Games_Driver: Parallel Lines

Fahrtüchtig

Heiße Verfolgungsjagden + ein exzellenter Soundtrack + ein wirklich alter Hippie = "Driver: Parallel Lines". Endlich dürfen sich auch PC-Spieler am gelungenen vierten Teil der Serie erfreuen.    09.08.2007

New York, 1978: Wenig Geld, kaum Ehr´, null Moral - aber ein außerordentliches Verlangen nach materiellen Dingen. Mit derart herausragenden Charaktereigenschaften ist eine Karriere als Berufsverbrecher nahezu vorprogrammiert. Doch nach anfänglichen Erfolgen nimmt das Schicksal seinen Lauf, und der lange Arm des Gesetzes schlägt mitten im schönsten Verbrechervergnügen unbarmherzig zu. Die nächsten 28 Jahre verbringt man in einem malerischen Bundesgefängnis, bevor man 2006 wieder in die Freiheit entlassen wird. Doch der Schuster bleibt bekanntlich bei seinem Leisten - und so verschwendet man nicht wirklich viel Zeit mit Resozialisierung, sondern plant lieber gleich die neue Verbrecherkarriere. Auftragsdiebstahl, Schuldeneintreibung, Straßenrennen und der eine oder andere Mord sind beliebte Hilfsmittel, um in der Unterwelt an die Spitze zu gelangen.

=== Ziel der Aufgabe ===
Greifen Sie den obigen Text über das Spiel „Driver: Parallel Lines“ nach seinem letzten Satz wieder auf und schreiben Sie ihn weiter.

=== Bereitgestellte Daten ===
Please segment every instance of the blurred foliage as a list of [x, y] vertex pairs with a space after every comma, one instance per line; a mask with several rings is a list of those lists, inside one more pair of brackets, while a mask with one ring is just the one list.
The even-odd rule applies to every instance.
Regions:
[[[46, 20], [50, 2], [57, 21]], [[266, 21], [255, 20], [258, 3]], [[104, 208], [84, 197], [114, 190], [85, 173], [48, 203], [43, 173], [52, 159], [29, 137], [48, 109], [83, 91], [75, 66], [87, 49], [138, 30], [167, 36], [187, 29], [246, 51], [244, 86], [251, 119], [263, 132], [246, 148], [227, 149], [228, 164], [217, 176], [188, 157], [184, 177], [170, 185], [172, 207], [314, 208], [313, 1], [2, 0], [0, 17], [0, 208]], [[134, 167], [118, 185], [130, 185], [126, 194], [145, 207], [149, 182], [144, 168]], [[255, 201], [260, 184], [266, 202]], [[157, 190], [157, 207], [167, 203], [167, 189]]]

=== Lösung der Aufgabe ===
Nachdem man Detective Tanner, den bisherigen Helden der "Driver"-Serie, nach dem hundsmiserablen "Driv3r" endlich in den wohlverdienten Ruhestand geschickt hat, geht man in "Parallel Lines" nun neue Wege. Wobei "neu" natürlich ein sehr relativer Begriff ist: Der "Kleiner Gangster schießt sich an die Spitze einer Stadt"-Ansatz ist seit "GTA" wahrscheinlich von mehr Spielen geklaut worden als sonst irgendeine Idee in der Geschichte der Computerspiele. Aber lieber gut gestohlen als schlecht erfunden; dieses Motto kennt man auch in der Spieleindustrie sehr gut. Die "Driver"-Serie konnte ja ohnehin nur noch besser werden; tatsächlich läßt ihr aktueller Ableger - vor allem in der nun vorliegenden PC-Version - durchaus einiges an Qualität erkennen. Die Graphik ist zwar nicht herausragend, aber zumindest solide und an manchen Stellen sogar beachtlich. Die Geschichte ist spannend und witzig, doch das absolute Highlight ist der Soundtrack, der Songs von Interpreten wie The Temptations, Iggy Pop, Dave Hamilton und Grandmaster Flash beinhaltet.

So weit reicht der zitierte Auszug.